§ STATED TASK: Rewrite all of the entries below, replacing "Indicate" with "Mark" and leaving everything else unchanged.
Begin
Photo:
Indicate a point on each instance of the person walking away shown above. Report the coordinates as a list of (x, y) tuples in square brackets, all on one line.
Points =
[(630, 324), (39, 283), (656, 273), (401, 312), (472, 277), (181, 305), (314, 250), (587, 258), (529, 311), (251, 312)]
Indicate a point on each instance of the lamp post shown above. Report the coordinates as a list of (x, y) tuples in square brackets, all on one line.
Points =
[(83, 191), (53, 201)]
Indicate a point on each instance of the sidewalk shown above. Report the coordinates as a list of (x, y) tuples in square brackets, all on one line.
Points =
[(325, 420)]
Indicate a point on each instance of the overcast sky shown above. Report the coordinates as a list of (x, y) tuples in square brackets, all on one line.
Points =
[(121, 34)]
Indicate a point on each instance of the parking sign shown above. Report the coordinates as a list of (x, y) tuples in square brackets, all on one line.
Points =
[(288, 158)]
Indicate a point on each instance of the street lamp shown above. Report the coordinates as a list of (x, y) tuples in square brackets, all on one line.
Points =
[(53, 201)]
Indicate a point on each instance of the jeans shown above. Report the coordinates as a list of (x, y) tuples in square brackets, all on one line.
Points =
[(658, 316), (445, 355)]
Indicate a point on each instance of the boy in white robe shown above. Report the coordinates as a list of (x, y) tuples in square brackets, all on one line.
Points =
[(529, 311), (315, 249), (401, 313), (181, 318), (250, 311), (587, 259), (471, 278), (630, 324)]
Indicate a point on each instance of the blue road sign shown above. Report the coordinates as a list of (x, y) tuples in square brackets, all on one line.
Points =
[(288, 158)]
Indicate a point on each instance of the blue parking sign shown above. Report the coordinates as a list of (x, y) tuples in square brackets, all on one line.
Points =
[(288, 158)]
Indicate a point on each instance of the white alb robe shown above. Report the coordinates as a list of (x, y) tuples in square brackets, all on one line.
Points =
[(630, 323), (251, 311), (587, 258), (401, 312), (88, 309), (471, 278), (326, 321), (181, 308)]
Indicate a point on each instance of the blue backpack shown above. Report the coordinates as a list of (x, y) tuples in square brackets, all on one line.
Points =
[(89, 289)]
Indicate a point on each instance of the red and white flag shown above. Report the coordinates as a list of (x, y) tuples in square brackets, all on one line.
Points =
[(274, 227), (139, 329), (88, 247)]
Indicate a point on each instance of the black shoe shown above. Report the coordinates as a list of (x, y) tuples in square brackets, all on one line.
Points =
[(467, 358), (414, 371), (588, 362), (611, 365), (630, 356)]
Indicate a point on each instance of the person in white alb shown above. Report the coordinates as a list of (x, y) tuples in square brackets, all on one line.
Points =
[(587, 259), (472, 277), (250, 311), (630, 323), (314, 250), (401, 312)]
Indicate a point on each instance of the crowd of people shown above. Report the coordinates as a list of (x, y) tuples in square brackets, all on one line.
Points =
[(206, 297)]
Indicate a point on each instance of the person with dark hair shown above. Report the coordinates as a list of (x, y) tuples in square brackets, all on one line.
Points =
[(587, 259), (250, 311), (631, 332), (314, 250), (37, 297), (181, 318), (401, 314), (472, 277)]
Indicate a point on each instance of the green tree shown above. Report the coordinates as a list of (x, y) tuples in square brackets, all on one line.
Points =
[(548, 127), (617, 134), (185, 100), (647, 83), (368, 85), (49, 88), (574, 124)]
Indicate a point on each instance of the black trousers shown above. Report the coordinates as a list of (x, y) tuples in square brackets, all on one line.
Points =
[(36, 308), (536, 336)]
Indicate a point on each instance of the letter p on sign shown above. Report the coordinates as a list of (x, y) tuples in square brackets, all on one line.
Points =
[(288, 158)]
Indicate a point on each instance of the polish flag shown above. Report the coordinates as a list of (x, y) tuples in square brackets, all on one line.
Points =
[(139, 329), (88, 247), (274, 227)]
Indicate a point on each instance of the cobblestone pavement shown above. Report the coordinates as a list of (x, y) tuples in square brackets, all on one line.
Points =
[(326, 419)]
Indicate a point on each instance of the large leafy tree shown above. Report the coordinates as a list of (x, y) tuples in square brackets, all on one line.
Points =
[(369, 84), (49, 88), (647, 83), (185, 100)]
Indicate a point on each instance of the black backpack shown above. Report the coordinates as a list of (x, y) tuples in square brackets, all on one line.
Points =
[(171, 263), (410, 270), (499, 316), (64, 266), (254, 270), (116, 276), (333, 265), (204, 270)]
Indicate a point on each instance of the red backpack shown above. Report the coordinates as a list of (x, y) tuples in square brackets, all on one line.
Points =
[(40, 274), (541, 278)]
End
§ RIGHT ANSWER:
Photo:
Mark a point on each instance of the person walking away shown above. Report the coordinates as a list of (x, y) tuples in square brackets, all on one line.
Points =
[(630, 324), (39, 283), (656, 273), (401, 312), (472, 277), (181, 305), (314, 250), (587, 258), (529, 311), (251, 312)]
Mark a point on each instance of the lamp post shown above. Report the coordinates as a list of (x, y) tuples in square brackets, all on one line.
Points =
[(83, 191), (53, 201)]
Mark a point on each instance of the sidewalk shown above. Report the coordinates as a list of (x, y) tuples in square brackets, all on one line.
Points =
[(325, 420)]
Mark a point on each instance of the overcast sky shown above. Report the coordinates as a list of (x, y) tuples in square brackets, all on one line.
Points =
[(121, 34)]
Mark a point on each instance of the parking sign shown above. Report the coordinates as a list of (x, y) tuples in square brackets, all on one line.
Points =
[(288, 158)]
Mark a point on each instance of the street lamp shown above. Report the coordinates as a list of (x, y) tuples in square brackets, all on one line.
Points =
[(53, 201)]
Mark a point on each instance of the jeans shown above. Report the coordinates as a list of (x, y) tuples in square brackets, all on one line.
Points =
[(658, 316), (445, 355)]
Mark a point on each instance of the boy in white robe shown above. Report the coordinates as a list of (x, y) tuples in square brackets, all on one line.
Points =
[(529, 311), (315, 249), (401, 313), (181, 318), (250, 311), (587, 259), (471, 278), (630, 324)]
Mark a point on each instance of the blue road sign shown above. Report the coordinates as a list of (x, y) tuples in square brackets, all on one line.
Points =
[(288, 158)]
Mark a point on each instance of the blue parking sign shown above. Report the coordinates as a list of (x, y) tuples in square brackets, all on one line.
Points =
[(288, 158)]
Mark a point on each instance of the white alb robe shown above. Report the coordinates as a list of (x, y) tuples in square brackets, all on one line.
Points =
[(630, 323), (251, 311), (587, 258), (401, 312), (88, 309), (471, 278), (326, 321), (181, 308)]
Mark a point on each instance of the blue backpack shown above. Report the coordinates as a list of (x, y) tuples in square brackets, all on one line.
Points =
[(89, 289)]
Mark a point on each instance of the red and white flag shown above. Report the coordinates as a list of (x, y) tuples in square brackets, all on one line.
Points =
[(274, 227), (139, 329), (88, 247)]
Mark a point on each instance of the black shoe shown above. Report the coordinates as a list of (x, y) tuples in square brackets, all on one line.
Points =
[(467, 358), (414, 371), (588, 362), (611, 365), (630, 356)]
Mark a point on each instance of the person in white alb shown above. Report the coordinates as a list of (x, y) tuples in square brackets, all on one line.
Points =
[(587, 259), (472, 277), (250, 311), (630, 323), (314, 250), (401, 312)]
Mark a point on each instance of the crowd of people shown above. Report the coordinates as a list of (x, y) tuples in square brackets, all on one line.
Points =
[(206, 297)]
Mark a point on each instance of the person with dark hair shown above. Report the coordinates as a list of (x, y) tuples in square brackets, all on one line.
Points =
[(587, 259), (250, 311), (631, 332), (314, 250), (37, 297), (181, 318), (401, 314), (472, 277)]
Mark a point on each instance of the green tree shown above. Report the coordinates as a list of (x, y) tuples in square brackets, all on one line.
Points =
[(548, 127), (617, 134), (185, 100), (647, 83), (368, 85), (49, 88), (574, 124)]
Mark a point on each instance of the black trousers shown above. Report the coordinates as a list of (x, y) tuples in square brackets, all on one line.
Points =
[(36, 308), (536, 336)]
Mark a point on each instance of the letter p on sign shown above. Report the coordinates as a list of (x, y) tuples in square brackets, all on one line.
Points =
[(288, 158)]
Mark a point on each instance of the polish flag shown above. Report the coordinates as a list of (x, y) tuples in square brackets, all on one line.
Points =
[(139, 329), (88, 247), (274, 227)]
Mark a point on each instance of the cobblestone pavement shown above. Report the coordinates as a list of (x, y) tuples in square brackets, all on one line.
Points =
[(326, 419)]
Mark a point on each instance of the large leafy tree shown above. Report the coordinates as a list of (x, y) tuples in square brackets, all on one line.
Points =
[(369, 84), (49, 88), (647, 83), (185, 100)]
Mark a point on each instance of the black backpack shown above. Report the coordinates as a list of (x, y) tuples in square brackets, all on one line.
Points =
[(171, 263), (410, 270), (499, 316), (64, 266), (254, 270), (116, 276), (333, 265), (204, 270)]
Mark a point on each instance of the red backpack shown above. Report the coordinates as a list of (x, y) tuples in square brackets, all on one line.
Points =
[(40, 274), (541, 278)]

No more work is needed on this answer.